[Problem requirements] Repeat word for word the line with "Tag a single point on each instance of the flower stalk" and every line after it until the records below run out.

[Data rows]
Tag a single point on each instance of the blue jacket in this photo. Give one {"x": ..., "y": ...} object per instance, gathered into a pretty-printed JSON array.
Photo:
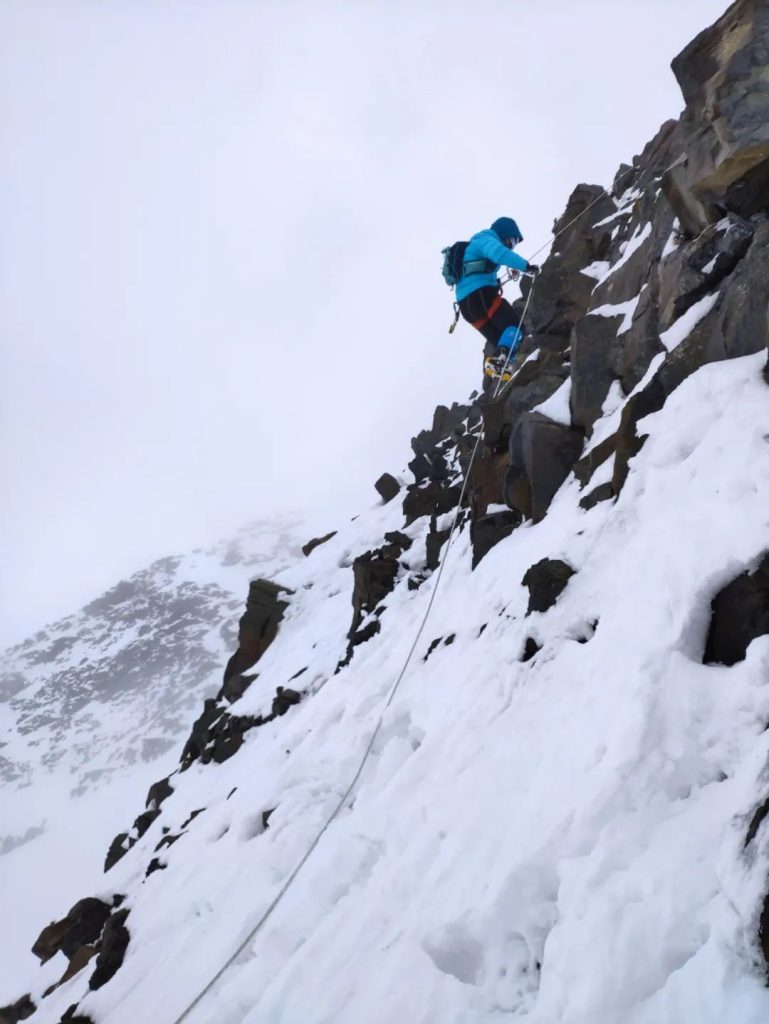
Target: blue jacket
[{"x": 486, "y": 245}]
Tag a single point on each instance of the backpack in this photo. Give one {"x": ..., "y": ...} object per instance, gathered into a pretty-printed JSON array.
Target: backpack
[
  {"x": 454, "y": 258},
  {"x": 455, "y": 267}
]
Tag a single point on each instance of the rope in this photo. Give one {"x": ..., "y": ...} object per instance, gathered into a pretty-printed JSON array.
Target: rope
[
  {"x": 573, "y": 220},
  {"x": 390, "y": 696}
]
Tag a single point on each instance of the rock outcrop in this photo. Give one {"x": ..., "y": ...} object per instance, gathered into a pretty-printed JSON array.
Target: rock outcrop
[
  {"x": 258, "y": 627},
  {"x": 647, "y": 283},
  {"x": 723, "y": 135},
  {"x": 739, "y": 613}
]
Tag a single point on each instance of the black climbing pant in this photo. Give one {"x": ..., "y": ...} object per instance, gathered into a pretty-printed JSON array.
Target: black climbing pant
[{"x": 488, "y": 312}]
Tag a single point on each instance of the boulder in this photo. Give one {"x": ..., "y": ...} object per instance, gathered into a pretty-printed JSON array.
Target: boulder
[
  {"x": 639, "y": 248},
  {"x": 158, "y": 793},
  {"x": 603, "y": 493},
  {"x": 429, "y": 446},
  {"x": 590, "y": 462},
  {"x": 19, "y": 1011},
  {"x": 593, "y": 344},
  {"x": 542, "y": 455},
  {"x": 739, "y": 613},
  {"x": 284, "y": 699},
  {"x": 486, "y": 531},
  {"x": 429, "y": 499},
  {"x": 112, "y": 950},
  {"x": 535, "y": 383},
  {"x": 71, "y": 1016},
  {"x": 487, "y": 479},
  {"x": 695, "y": 267},
  {"x": 310, "y": 546},
  {"x": 258, "y": 627},
  {"x": 82, "y": 926},
  {"x": 575, "y": 233},
  {"x": 724, "y": 130},
  {"x": 387, "y": 486},
  {"x": 374, "y": 578},
  {"x": 433, "y": 545},
  {"x": 546, "y": 581},
  {"x": 637, "y": 346}
]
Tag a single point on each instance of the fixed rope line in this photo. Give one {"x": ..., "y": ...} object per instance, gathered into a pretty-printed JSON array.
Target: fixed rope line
[
  {"x": 390, "y": 696},
  {"x": 573, "y": 220}
]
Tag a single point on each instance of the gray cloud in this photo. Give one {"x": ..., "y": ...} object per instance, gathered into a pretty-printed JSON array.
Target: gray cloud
[{"x": 219, "y": 288}]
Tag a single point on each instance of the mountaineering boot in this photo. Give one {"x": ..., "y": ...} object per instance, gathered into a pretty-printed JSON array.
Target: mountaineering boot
[{"x": 495, "y": 366}]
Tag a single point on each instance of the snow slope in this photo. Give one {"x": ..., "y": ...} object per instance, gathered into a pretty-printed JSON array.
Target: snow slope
[
  {"x": 95, "y": 708},
  {"x": 556, "y": 840}
]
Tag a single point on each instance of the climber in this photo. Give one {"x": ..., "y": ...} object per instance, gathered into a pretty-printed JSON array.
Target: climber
[{"x": 479, "y": 295}]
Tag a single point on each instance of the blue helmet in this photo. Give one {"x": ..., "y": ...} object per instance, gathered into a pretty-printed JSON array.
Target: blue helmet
[{"x": 507, "y": 228}]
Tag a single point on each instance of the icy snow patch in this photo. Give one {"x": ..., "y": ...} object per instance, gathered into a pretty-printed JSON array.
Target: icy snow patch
[
  {"x": 556, "y": 408},
  {"x": 683, "y": 327},
  {"x": 624, "y": 309},
  {"x": 597, "y": 270}
]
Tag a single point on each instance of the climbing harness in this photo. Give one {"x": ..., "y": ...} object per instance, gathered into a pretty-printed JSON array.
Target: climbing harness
[
  {"x": 456, "y": 320},
  {"x": 390, "y": 696}
]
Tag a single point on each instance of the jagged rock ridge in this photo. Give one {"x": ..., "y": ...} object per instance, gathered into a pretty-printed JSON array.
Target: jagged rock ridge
[{"x": 587, "y": 666}]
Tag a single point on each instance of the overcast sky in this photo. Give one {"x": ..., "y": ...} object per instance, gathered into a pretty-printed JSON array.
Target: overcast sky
[{"x": 220, "y": 235}]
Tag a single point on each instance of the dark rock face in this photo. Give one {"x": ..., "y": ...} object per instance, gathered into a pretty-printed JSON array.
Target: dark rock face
[
  {"x": 310, "y": 546},
  {"x": 542, "y": 456},
  {"x": 431, "y": 499},
  {"x": 546, "y": 581},
  {"x": 158, "y": 793},
  {"x": 387, "y": 486},
  {"x": 739, "y": 613},
  {"x": 375, "y": 573},
  {"x": 125, "y": 841},
  {"x": 258, "y": 627},
  {"x": 486, "y": 531},
  {"x": 724, "y": 130},
  {"x": 535, "y": 383},
  {"x": 603, "y": 493},
  {"x": 19, "y": 1011},
  {"x": 430, "y": 446},
  {"x": 71, "y": 1016},
  {"x": 764, "y": 931},
  {"x": 530, "y": 649},
  {"x": 113, "y": 950},
  {"x": 562, "y": 293},
  {"x": 433, "y": 545},
  {"x": 82, "y": 925}
]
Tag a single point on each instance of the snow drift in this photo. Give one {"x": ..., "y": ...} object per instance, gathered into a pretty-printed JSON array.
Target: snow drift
[{"x": 562, "y": 815}]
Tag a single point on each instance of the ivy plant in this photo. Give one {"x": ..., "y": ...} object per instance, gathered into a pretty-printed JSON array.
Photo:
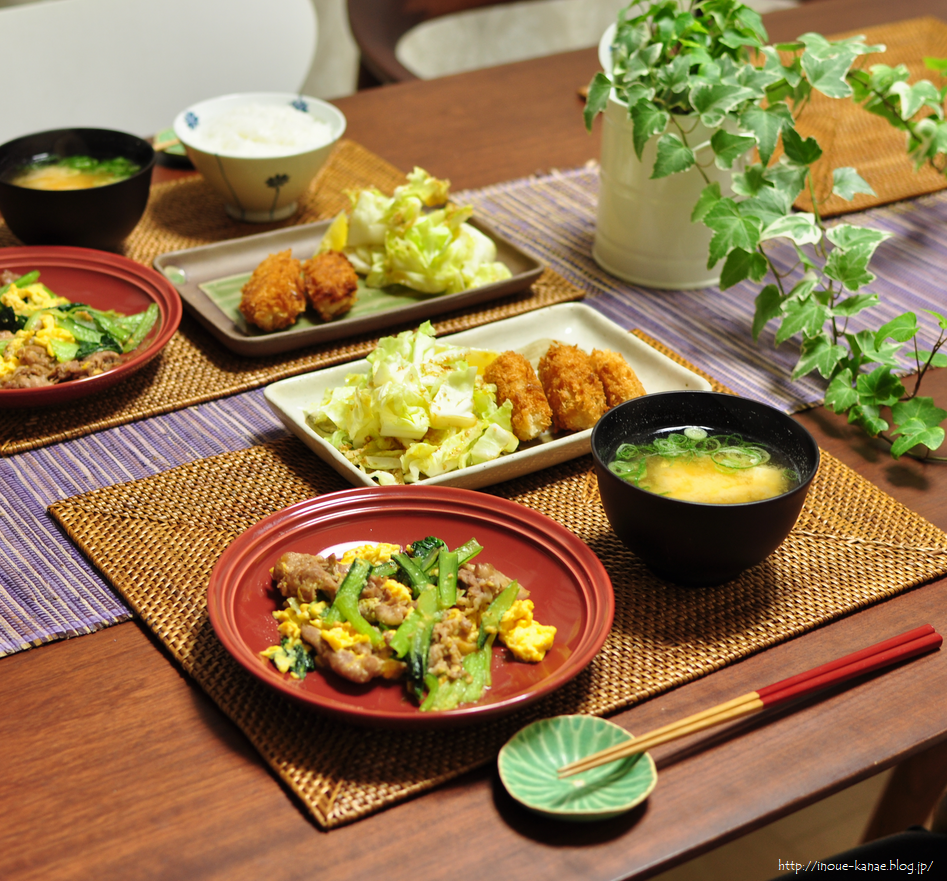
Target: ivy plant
[{"x": 708, "y": 60}]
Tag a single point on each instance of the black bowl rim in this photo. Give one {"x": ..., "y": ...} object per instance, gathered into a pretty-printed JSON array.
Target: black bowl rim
[
  {"x": 802, "y": 486},
  {"x": 8, "y": 148}
]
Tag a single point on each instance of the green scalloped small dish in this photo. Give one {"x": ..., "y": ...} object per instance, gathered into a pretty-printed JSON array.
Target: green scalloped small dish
[{"x": 529, "y": 760}]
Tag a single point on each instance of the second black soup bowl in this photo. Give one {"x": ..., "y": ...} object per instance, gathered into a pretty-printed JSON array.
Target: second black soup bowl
[
  {"x": 694, "y": 543},
  {"x": 99, "y": 217}
]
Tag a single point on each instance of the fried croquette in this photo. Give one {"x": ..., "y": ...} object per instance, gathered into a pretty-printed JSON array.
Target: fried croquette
[
  {"x": 331, "y": 284},
  {"x": 619, "y": 381},
  {"x": 572, "y": 387},
  {"x": 516, "y": 381},
  {"x": 273, "y": 299}
]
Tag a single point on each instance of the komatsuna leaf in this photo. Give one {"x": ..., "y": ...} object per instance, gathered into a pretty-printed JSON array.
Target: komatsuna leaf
[
  {"x": 769, "y": 305},
  {"x": 729, "y": 147},
  {"x": 818, "y": 353},
  {"x": 850, "y": 267},
  {"x": 840, "y": 394},
  {"x": 880, "y": 388},
  {"x": 805, "y": 316},
  {"x": 742, "y": 264},
  {"x": 673, "y": 156},
  {"x": 731, "y": 229},
  {"x": 846, "y": 182},
  {"x": 599, "y": 90},
  {"x": 766, "y": 124},
  {"x": 647, "y": 121},
  {"x": 800, "y": 227}
]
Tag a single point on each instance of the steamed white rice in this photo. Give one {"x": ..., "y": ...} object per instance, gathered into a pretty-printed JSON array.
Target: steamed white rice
[{"x": 258, "y": 130}]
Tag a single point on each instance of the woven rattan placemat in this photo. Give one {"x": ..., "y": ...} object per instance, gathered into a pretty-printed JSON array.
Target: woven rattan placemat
[
  {"x": 194, "y": 367},
  {"x": 156, "y": 540},
  {"x": 850, "y": 136}
]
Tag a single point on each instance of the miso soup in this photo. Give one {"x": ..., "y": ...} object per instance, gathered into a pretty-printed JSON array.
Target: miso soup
[
  {"x": 694, "y": 465},
  {"x": 72, "y": 173}
]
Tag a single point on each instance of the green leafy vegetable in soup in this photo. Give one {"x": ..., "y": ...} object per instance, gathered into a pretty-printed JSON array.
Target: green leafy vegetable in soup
[
  {"x": 691, "y": 465},
  {"x": 73, "y": 173}
]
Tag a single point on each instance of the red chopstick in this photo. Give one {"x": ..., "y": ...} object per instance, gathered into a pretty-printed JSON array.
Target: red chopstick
[{"x": 882, "y": 654}]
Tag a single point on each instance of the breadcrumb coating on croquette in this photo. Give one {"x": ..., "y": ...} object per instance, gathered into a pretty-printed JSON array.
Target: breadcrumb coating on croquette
[
  {"x": 572, "y": 387},
  {"x": 330, "y": 283},
  {"x": 273, "y": 299},
  {"x": 516, "y": 381},
  {"x": 619, "y": 381}
]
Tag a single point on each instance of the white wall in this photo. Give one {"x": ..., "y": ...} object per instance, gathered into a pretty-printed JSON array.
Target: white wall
[{"x": 335, "y": 70}]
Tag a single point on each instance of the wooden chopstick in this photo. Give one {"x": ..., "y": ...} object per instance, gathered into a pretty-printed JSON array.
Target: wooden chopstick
[{"x": 889, "y": 651}]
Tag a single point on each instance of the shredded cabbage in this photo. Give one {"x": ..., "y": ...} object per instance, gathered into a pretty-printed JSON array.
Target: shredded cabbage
[
  {"x": 419, "y": 411},
  {"x": 415, "y": 238}
]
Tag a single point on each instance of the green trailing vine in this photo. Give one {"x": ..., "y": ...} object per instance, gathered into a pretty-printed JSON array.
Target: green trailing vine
[{"x": 708, "y": 60}]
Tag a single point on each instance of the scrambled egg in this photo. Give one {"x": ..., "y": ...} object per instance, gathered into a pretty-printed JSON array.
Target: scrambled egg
[
  {"x": 527, "y": 639},
  {"x": 25, "y": 302},
  {"x": 375, "y": 554}
]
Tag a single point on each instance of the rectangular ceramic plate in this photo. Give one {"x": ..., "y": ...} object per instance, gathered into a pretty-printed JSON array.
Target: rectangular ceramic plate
[
  {"x": 529, "y": 333},
  {"x": 209, "y": 279}
]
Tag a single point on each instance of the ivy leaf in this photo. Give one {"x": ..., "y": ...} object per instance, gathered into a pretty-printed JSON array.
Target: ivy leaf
[
  {"x": 731, "y": 230},
  {"x": 801, "y": 228},
  {"x": 599, "y": 90},
  {"x": 769, "y": 305},
  {"x": 787, "y": 177},
  {"x": 918, "y": 422},
  {"x": 709, "y": 196},
  {"x": 868, "y": 417},
  {"x": 818, "y": 353},
  {"x": 714, "y": 101},
  {"x": 847, "y": 182},
  {"x": 941, "y": 319},
  {"x": 847, "y": 235},
  {"x": 673, "y": 156},
  {"x": 806, "y": 316},
  {"x": 901, "y": 329},
  {"x": 769, "y": 204},
  {"x": 853, "y": 305},
  {"x": 840, "y": 394},
  {"x": 913, "y": 98},
  {"x": 936, "y": 359},
  {"x": 850, "y": 266},
  {"x": 879, "y": 388},
  {"x": 742, "y": 264},
  {"x": 802, "y": 152},
  {"x": 874, "y": 353},
  {"x": 647, "y": 120},
  {"x": 728, "y": 148},
  {"x": 766, "y": 124}
]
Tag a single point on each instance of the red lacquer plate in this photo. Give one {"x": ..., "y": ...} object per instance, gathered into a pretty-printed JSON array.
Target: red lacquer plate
[
  {"x": 567, "y": 582},
  {"x": 105, "y": 281}
]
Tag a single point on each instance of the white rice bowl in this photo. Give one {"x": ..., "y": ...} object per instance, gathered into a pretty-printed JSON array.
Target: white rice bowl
[{"x": 259, "y": 150}]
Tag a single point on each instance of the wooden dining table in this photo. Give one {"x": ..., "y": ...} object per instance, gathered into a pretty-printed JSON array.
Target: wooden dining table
[{"x": 114, "y": 764}]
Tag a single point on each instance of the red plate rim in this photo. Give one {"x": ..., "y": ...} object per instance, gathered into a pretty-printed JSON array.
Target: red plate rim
[
  {"x": 149, "y": 282},
  {"x": 233, "y": 573}
]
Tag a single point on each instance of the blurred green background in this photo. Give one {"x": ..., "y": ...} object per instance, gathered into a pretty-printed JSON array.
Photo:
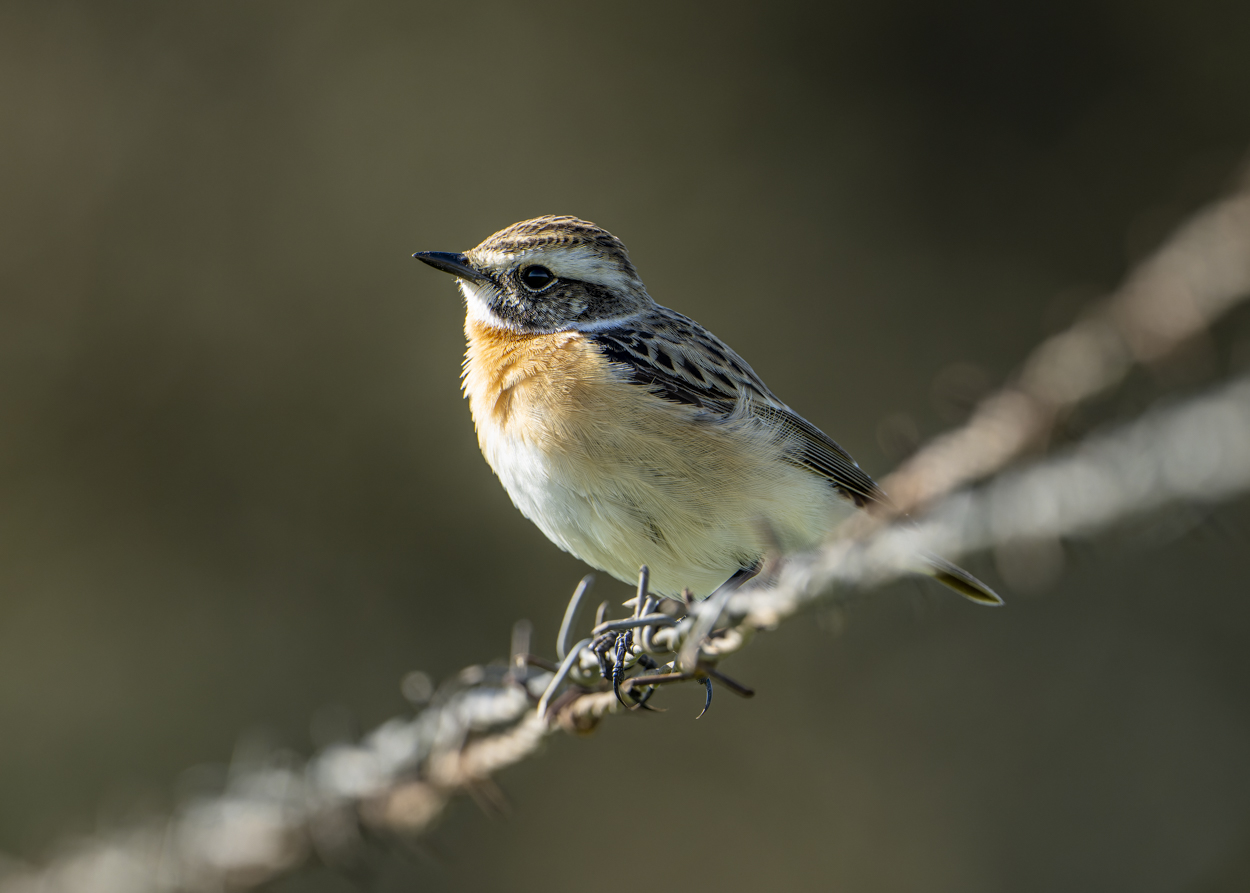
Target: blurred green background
[{"x": 240, "y": 489}]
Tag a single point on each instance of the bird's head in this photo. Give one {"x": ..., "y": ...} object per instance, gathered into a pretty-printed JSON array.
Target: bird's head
[{"x": 546, "y": 274}]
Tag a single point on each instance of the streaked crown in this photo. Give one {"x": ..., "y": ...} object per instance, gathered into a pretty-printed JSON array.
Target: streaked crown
[{"x": 548, "y": 274}]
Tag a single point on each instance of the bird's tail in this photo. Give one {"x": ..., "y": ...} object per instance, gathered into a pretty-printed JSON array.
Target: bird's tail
[{"x": 960, "y": 580}]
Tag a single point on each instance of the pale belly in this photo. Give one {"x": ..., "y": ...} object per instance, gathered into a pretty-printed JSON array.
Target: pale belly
[{"x": 694, "y": 519}]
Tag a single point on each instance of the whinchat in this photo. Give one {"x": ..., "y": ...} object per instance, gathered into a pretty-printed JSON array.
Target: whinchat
[{"x": 629, "y": 433}]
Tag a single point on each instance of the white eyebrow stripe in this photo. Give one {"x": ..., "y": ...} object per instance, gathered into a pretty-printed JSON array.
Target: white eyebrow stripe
[{"x": 581, "y": 263}]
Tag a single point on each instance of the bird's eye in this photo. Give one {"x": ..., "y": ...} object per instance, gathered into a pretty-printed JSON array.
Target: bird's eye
[{"x": 536, "y": 278}]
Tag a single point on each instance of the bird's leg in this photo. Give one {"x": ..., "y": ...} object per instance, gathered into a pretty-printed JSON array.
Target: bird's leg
[
  {"x": 706, "y": 703},
  {"x": 620, "y": 653}
]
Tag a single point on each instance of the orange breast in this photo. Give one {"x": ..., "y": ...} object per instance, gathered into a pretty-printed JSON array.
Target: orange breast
[{"x": 528, "y": 385}]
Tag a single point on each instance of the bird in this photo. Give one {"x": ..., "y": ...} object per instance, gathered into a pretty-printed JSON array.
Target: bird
[{"x": 628, "y": 432}]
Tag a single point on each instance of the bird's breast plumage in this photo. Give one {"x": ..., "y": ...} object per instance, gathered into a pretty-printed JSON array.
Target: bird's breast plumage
[{"x": 620, "y": 477}]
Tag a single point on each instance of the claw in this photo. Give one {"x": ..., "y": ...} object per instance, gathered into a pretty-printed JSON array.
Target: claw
[
  {"x": 706, "y": 703},
  {"x": 619, "y": 654}
]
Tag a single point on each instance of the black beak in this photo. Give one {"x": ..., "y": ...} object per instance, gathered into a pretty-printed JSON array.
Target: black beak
[{"x": 455, "y": 264}]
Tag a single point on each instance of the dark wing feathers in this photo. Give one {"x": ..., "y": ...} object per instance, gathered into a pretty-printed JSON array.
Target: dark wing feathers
[
  {"x": 681, "y": 362},
  {"x": 818, "y": 452}
]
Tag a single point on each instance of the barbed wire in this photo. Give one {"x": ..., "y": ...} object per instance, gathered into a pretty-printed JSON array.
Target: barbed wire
[{"x": 275, "y": 812}]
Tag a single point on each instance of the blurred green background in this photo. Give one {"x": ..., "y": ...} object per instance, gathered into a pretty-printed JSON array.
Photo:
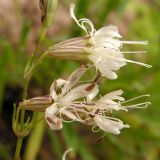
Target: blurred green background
[{"x": 19, "y": 28}]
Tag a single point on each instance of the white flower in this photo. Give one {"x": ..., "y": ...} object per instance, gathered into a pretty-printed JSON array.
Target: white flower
[
  {"x": 68, "y": 101},
  {"x": 109, "y": 124},
  {"x": 108, "y": 103},
  {"x": 104, "y": 47}
]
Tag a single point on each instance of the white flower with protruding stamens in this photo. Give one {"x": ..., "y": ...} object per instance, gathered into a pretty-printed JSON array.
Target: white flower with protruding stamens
[
  {"x": 72, "y": 103},
  {"x": 104, "y": 47},
  {"x": 110, "y": 102},
  {"x": 69, "y": 100}
]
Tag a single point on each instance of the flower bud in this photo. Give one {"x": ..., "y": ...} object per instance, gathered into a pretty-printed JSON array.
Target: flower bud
[
  {"x": 36, "y": 104},
  {"x": 48, "y": 8}
]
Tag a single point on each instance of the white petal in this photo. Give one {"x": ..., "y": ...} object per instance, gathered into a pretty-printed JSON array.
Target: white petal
[
  {"x": 92, "y": 95},
  {"x": 51, "y": 110},
  {"x": 74, "y": 78},
  {"x": 53, "y": 94},
  {"x": 113, "y": 95},
  {"x": 69, "y": 114},
  {"x": 79, "y": 92},
  {"x": 53, "y": 122},
  {"x": 110, "y": 125},
  {"x": 110, "y": 30}
]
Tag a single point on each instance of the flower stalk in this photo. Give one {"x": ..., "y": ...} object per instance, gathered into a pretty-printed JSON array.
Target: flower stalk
[{"x": 20, "y": 127}]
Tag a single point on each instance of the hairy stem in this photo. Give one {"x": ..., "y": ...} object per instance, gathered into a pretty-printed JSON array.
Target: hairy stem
[{"x": 26, "y": 82}]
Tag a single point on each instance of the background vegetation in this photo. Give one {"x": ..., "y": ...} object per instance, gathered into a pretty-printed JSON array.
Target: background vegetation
[{"x": 19, "y": 28}]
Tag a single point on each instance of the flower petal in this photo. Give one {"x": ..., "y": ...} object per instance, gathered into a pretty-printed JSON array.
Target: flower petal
[
  {"x": 74, "y": 78},
  {"x": 79, "y": 92},
  {"x": 110, "y": 125}
]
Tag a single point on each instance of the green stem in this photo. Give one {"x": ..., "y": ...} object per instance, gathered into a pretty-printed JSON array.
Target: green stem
[
  {"x": 27, "y": 79},
  {"x": 18, "y": 148}
]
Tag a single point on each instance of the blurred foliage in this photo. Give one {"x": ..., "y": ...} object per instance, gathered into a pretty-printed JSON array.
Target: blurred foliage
[{"x": 137, "y": 20}]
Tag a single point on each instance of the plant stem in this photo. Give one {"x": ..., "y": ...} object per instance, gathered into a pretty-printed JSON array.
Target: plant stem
[{"x": 26, "y": 82}]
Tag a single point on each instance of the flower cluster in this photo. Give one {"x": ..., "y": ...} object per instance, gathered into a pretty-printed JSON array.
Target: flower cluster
[
  {"x": 102, "y": 47},
  {"x": 69, "y": 100}
]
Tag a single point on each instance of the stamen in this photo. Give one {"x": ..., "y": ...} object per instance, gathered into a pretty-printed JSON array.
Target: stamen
[
  {"x": 81, "y": 22},
  {"x": 134, "y": 52},
  {"x": 135, "y": 42},
  {"x": 140, "y": 105},
  {"x": 95, "y": 129},
  {"x": 140, "y": 63},
  {"x": 66, "y": 152},
  {"x": 138, "y": 97}
]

[Written response]
Tag a single point on each instance of the flower stalk in this photo. Give one {"x": ..., "y": ...} object per instance, gathered into a pretty-printed JSON array.
Target: flower stalk
[{"x": 20, "y": 127}]
Tag a single point on each instance of the hairy stem in this photo. Give one {"x": ..., "y": ...} object per instance, gathered into a pretty-printed JSON array.
Target: hairy stem
[{"x": 26, "y": 82}]
Tag a single point on each instance of the background vegetation in this photo. Give one {"x": ..., "y": ...} object per instance, gathered into a pretty-printed JSON array.
Target: background vegetation
[{"x": 19, "y": 28}]
Tag a single point on each instance of the flower petal in this photo. Give one {"x": ..., "y": ...} object per instance, gathered into a pretty-printed JSON array.
Target: flower petal
[
  {"x": 74, "y": 78},
  {"x": 79, "y": 92},
  {"x": 110, "y": 125}
]
Tag a single point on each instance of the green stem in this photo. Give one {"x": ..., "y": ...} object per instance, gathered into a pretty-printed JSON array.
Target: green stem
[
  {"x": 27, "y": 79},
  {"x": 18, "y": 148}
]
Tag a single point on each instance of the blurred foliage in this photo. Give one {"x": ..., "y": ...} object per instance, gathered into a pretty-printed JSON array.
Target: blurred foliage
[{"x": 137, "y": 20}]
Tag a single point on each instance of the plant stem in this photo. Give one {"x": ..., "y": ...} object per instance, gathered into a pretty-printed JSON array.
Target: plant stem
[{"x": 26, "y": 82}]
Tag a single point on each instance of the flower cluster in this photo. Give one {"x": ..., "y": ...} object per instance, gathered into a pretty-printed JSON array.
Target: flower cluster
[
  {"x": 102, "y": 47},
  {"x": 69, "y": 100}
]
Tag a single point on each instance of the stamen in this photo. Give one {"x": ..., "y": ...} object per instance, gathered into a pretty-printed JSON array.
Target: stamen
[
  {"x": 81, "y": 22},
  {"x": 134, "y": 52},
  {"x": 135, "y": 42},
  {"x": 140, "y": 105},
  {"x": 95, "y": 129},
  {"x": 140, "y": 63},
  {"x": 66, "y": 152},
  {"x": 138, "y": 97}
]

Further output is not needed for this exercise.